İstenenler:
1. Meclis tartışması metninde "AHMET AYDIN (Adıyaman) - O kadar yalan konuşuyorsun" ile "yalanı birarada konuşuyorsun." arasındaki kısmı, iki uç da dahil olmak üzere birebir çoğaltın.
2. Meclis tartışması metnini kaldığı yerden devam ettirin.

Verilen metin:
AHMET AYDIN (Adıyaman) - O kadar yalan konuşuyorsun yüzün kızarsın bari.
TANJU ÖZCAN (Devamla) - Şu HSYK yasası görüşülüyor kaç gündür.
AHMET AYDIN (Adıyaman) - Yüzün kızarsın bari, bu kadar yalanı birarada konuşuyorsun.
TANJU ÖZCAN (Devamla) - Hiçbirinizin Adalet Bakanının yalanları karşısında istifinizde bile bir değişiklik olmuyor. Ondan sonra geliyorsun bana bu iddialarla Ben bu iddiaları bu kürsüye getirdim diye laf söyleme hakkını kendinde buluyorsun. Böyle bir şey olmaz.
AHMET AYDIN (Adıyaman) - O kadar yalan konuşmamak lazım.
TANJU ÖZCAN (Devamla) - Ben suç duyurusunda bulundum Meclisin kürsüsünden, gereğinin yapılmasını Bakırköy Cumhuriyet Savcılığı tarafından da bekliyorum, yetkili ve görevli savcıdır.

Sağlanan veriler:
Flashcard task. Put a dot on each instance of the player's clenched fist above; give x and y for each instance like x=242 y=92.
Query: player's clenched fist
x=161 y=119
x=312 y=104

Yanıtlar aşağıda:
1.
AHMET AYDIN (Adıyaman) - O kadar yalan konuşuyorsun yüzün kızarsın bari.
TANJU ÖZCAN (Devamla) - Şu HSYK yasası görüşülüyor kaç gündür.
AHMET AYDIN (Adıyaman) - Yüzün kızarsın bari, bu kadar yalanı birarada konuşuyorsun.

2.
AHMET AYDIN (Adıyaman) - Peki, dediğin gibi değilse ne olacak? Dediğin gibi değilse sen ne yapacaksın?
TANJU ÖZCAN (Devamla) - Arkadaşlar, bir de şu Aziz Yıldırım'la ilgili bir iki şeyi söylememiz lazım. Arkadaşlar, Aziz Yıldırım Başbakanımızın oğlu gibi kaçmadı.
MEHMET METİNER (Adıyaman) - Nereden kaçtı ya!
TANJU ÖZCAN (Devamla) - Aslanlar gibi geldi, hapse gireceğini bile bile, Sabiha Gökçen Havaalanı'na indi ve Türkiye'de yüz binlerce insan Aziz Yıldırım'ı karşıladı. Bilmiyorum, bu olay bile yüzünüzü kızartmadı mı?
AHMET AYDIN (Adıyaman) - Ya, senin hiç yüzün kızarmıyor.
AHMET AYDIN (Adıyaman) - Sayın Başkan
MEHMET METİNER (Adıyaman) - Sayın Başkan, sataşmadan söz istiyorum.
BAŞKAN - Bir saniye Sayın Aydın istedi. Sayın Aydın istiyor, Grup Başkan Vekili olarak.
AHMET AYDIN (Adıyaman) - Sayın Başkanım, öncelikle Sayın Metiner'e yönelik bir sataşma oldu, ondan sonra grup adına ben açıklama yapacağım.
BAŞKAN - Hayır, sizin şahsınıza mı Sayın Metiner?
MEHMET METİNER (Adıyaman) - Evet.
BAŞKAN - Ne söyledi?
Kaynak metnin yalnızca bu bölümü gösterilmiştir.